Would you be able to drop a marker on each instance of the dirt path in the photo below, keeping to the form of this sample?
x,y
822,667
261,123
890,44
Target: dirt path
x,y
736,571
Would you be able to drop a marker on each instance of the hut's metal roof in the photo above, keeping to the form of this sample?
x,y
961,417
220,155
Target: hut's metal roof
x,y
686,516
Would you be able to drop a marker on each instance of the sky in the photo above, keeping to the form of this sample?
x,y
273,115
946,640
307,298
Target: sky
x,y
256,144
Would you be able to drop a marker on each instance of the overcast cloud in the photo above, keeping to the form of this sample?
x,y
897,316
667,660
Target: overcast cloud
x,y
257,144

____

## About this task
Set down each line of the material above without a single alteration.

## Response area
Would you be able to drop a marker on each instance of the dirt path in the photo below, keeping to the form of this sample?
x,y
822,667
261,123
890,44
Target: dirt path
x,y
736,571
Would you be able to drop a marker on each instance of the hut's metal roof in the photo above, keeping to the form of this sample?
x,y
961,417
220,155
Target: hut's metal roof
x,y
686,516
Would you be able to drop a marker on each instance of the sky in the photo above, keeping to the form of this sample?
x,y
273,115
946,640
307,298
Target: sky
x,y
256,144
Would you be able to drop a marker on each instance of the overcast cloud in the photo above, keeping to the form of this sample?
x,y
897,316
667,660
Target: overcast cloud
x,y
257,144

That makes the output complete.